[DATA — start]
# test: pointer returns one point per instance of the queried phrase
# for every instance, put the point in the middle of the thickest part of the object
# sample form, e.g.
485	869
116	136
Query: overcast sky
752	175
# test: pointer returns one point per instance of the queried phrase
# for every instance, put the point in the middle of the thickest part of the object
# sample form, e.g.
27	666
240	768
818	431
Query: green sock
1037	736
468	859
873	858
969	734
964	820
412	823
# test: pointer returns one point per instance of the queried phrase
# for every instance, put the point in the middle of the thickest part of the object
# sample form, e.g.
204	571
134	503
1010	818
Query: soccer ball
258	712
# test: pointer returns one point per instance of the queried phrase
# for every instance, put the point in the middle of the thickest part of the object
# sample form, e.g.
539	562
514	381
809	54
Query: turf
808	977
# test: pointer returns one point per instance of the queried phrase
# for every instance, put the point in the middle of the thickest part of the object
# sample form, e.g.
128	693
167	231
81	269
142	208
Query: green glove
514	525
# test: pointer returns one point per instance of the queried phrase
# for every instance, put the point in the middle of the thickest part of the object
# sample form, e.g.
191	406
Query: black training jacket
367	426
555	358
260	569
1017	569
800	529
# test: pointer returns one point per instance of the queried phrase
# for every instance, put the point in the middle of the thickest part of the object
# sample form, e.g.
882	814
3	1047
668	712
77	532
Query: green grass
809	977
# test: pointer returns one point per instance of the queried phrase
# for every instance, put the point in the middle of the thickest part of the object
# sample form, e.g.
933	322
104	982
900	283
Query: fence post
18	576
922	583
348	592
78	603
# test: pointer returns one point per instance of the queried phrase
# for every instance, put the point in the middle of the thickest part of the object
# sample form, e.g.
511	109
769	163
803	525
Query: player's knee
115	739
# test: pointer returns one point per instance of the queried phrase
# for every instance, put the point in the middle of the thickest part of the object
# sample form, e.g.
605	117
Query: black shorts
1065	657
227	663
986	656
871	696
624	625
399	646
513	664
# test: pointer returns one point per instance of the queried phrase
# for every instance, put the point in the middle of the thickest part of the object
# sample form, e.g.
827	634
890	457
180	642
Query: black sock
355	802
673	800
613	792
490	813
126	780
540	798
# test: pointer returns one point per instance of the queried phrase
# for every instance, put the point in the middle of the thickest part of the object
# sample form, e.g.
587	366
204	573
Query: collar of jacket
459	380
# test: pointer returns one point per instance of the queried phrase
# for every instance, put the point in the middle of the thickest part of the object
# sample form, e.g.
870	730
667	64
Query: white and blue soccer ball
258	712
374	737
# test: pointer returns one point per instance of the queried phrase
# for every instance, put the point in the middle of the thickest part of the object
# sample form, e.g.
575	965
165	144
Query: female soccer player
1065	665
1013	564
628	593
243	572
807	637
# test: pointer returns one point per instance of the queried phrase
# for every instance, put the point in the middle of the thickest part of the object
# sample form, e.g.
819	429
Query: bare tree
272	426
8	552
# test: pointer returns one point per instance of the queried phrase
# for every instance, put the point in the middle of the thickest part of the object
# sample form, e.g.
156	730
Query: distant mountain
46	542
[DATA — finish]
TASK OBJECTIVE »
Begin with the line containing "Query: white and blue soccer ball" and retype it and each line after it through the end of the records, keeping them exact and including nothing more.

SOLUTION TO THE PROBLEM »
Query: white and blue soccer ball
258	712
374	737
# test: pointer returns one point per instance of the queried phrase
# for every instance, put the point in the middle of the thickest part of the object
# sample form, e.g.
575	965
165	144
Query: female soccer player
1065	665
1013	564
628	593
243	572
807	637
# test: pointer returns one point per instance of the queried phrase
# for every instance, put the point in the middle of the thickest part of the object
# sample form, e.g.
819	429
Query: bare tree
272	426
8	552
# test: pointer returns one point per instance of the queried phrase
# for every instance, put the point in the middle of the thickest part of the object
# sample form, e.g.
156	730
Query: distant mountain
46	542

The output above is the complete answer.